GIVEN REQUEST: Present each line of the records below as a Markdown table with the columns Number and Record line, skipping any blank lines. Leave the pictures out of the answer.

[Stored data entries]
## start
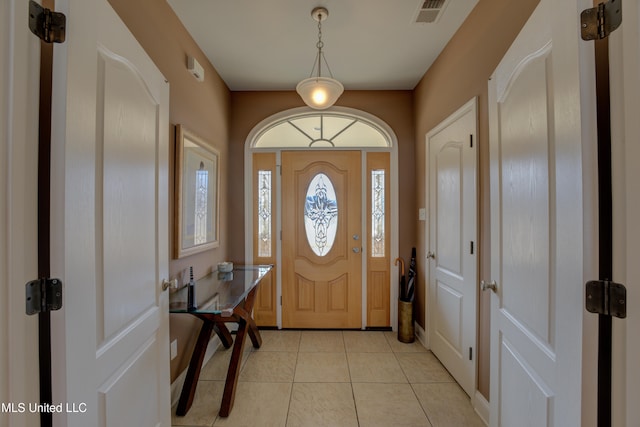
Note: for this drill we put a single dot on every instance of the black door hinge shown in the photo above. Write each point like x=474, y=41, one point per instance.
x=47, y=24
x=605, y=297
x=600, y=21
x=43, y=295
## end
CORRECT RESPONSE:
| Number | Record line |
|---|---|
| 1 | Note: for this drill we put a single dot on every instance of the black door hinge shown in the photo above. Write each point like x=474, y=41, one point per instance. |
| 2 | x=47, y=24 |
| 3 | x=605, y=297 |
| 4 | x=600, y=21 |
| 5 | x=43, y=295 |